» YOUR TASK: Format every line of the data below as a JSON list of strings, one string per line, skipping any blank lines.

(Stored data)
=-=-=

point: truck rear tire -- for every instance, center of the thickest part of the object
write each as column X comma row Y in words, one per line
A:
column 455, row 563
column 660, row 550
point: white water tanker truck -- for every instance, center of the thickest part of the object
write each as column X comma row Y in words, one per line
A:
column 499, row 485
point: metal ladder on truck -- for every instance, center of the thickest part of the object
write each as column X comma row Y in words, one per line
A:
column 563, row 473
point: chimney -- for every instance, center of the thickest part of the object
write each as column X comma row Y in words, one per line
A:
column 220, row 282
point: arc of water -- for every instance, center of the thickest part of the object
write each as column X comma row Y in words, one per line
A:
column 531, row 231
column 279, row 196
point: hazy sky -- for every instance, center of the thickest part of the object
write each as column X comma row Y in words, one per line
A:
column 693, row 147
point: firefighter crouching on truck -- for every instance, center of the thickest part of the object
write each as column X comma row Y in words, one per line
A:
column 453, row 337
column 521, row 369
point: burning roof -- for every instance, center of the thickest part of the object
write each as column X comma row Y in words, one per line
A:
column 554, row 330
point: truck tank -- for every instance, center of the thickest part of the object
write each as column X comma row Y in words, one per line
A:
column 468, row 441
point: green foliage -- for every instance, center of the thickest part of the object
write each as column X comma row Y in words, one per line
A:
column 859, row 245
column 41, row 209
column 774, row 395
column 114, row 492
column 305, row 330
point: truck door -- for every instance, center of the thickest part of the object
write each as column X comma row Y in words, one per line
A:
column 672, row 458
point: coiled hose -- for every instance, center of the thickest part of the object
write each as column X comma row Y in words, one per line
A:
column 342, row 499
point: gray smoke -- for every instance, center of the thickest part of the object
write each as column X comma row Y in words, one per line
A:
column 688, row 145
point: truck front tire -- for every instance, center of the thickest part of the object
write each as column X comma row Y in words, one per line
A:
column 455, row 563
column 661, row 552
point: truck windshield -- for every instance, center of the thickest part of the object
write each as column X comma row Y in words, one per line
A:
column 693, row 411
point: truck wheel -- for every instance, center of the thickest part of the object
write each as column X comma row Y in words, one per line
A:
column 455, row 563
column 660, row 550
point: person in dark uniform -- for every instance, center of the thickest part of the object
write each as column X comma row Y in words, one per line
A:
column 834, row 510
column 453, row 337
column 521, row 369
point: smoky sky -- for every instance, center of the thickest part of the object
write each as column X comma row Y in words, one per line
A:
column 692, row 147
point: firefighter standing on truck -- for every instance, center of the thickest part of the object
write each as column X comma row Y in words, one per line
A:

=-=-=

» OUTPUT FOR THIS EXERCISE:
[
  "point: truck rear tire -- for every instance, center of the thickest part of the object",
  "write each as column X comma row Y in words, one per line",
  "A:",
  "column 455, row 563",
  "column 660, row 550",
  "point: white water tanker truck -- for every instance, center of the thickest part of the object",
  "write each as column X comma row Y in words, one per line",
  "A:",
  "column 499, row 485",
  "point: metal ladder on truck -- for every instance, center of the thickest part of the object",
  "write each as column X comma row Y in words, one per line",
  "A:",
  "column 563, row 473",
  "point: chimney -- for every instance, center of the thickest part of the object",
  "write each as column X comma row Y in words, one per line",
  "A:",
  "column 220, row 282",
  "point: arc of water -- for every instance, center of the thickest part of the object",
  "write each as column X comma row Y in words, one per line",
  "A:",
  "column 531, row 231",
  "column 279, row 196",
  "point: hazy sky -- for every instance, center of the thickest part of the object",
  "write each as column X comma row Y in words, one per line",
  "A:",
  "column 693, row 147",
  "point: firefighter crouching on truck -- for every instance, center of the thickest part of the object",
  "write each as column X comma row Y in words, one per line",
  "A:",
  "column 453, row 337",
  "column 521, row 369",
  "point: burning roof -- for every instance, center of the thickest part of the object",
  "write each as column X comma row Y in words, one per line",
  "A:",
  "column 554, row 330",
  "point: truck tank -- for every instance, center of the thickest part of the object",
  "write each as column X comma row Y in words, one per line",
  "A:",
  "column 468, row 441",
  "point: green foliage -- for every instance, center of the thickest part of the object",
  "write each as column X comma row Y in words, one per line",
  "A:",
  "column 859, row 245",
  "column 41, row 209",
  "column 774, row 395",
  "column 114, row 492",
  "column 305, row 330",
  "point: truck door -- for every instance, center of the thickest part of the object",
  "write each as column X comma row Y in words, one per line",
  "A:",
  "column 672, row 458",
  "point: coiled hose -- for every instance, center of the thickest part of the object",
  "write each as column X comma row Y in words, one per line",
  "A:",
  "column 342, row 499",
  "point: gray smoke -- for every instance, center of the thickest part of the object",
  "write each as column X comma row Y in words, one per line",
  "A:",
  "column 688, row 145",
  "point: truck front tire -- for every instance, center of the thickest part of the object",
  "write each as column X comma row Y in words, one per line",
  "A:",
  "column 455, row 563",
  "column 661, row 552",
  "point: truck windshield -- for every instance, center of the thickest part of the object",
  "write each as column X comma row Y in words, one per line",
  "A:",
  "column 693, row 411",
  "point: truck wheel -- for every instance, center of the thickest part of the object",
  "write each as column X comma row Y in words, one per line",
  "A:",
  "column 455, row 563",
  "column 660, row 550",
  "point: person in dark uniform -- for every instance, center of the thickest part of the object",
  "write each as column X comma row Y in words, one per line",
  "A:",
  "column 834, row 510",
  "column 453, row 337",
  "column 521, row 369",
  "point: smoky sky -- for every instance, center of the thickest part of the object",
  "write each as column X comma row Y in words, one per line",
  "A:",
  "column 692, row 147",
  "point: firefighter standing on truck -- for every instance, center of the thickest part of the object",
  "write each as column X comma row Y in words, one per line",
  "A:"
]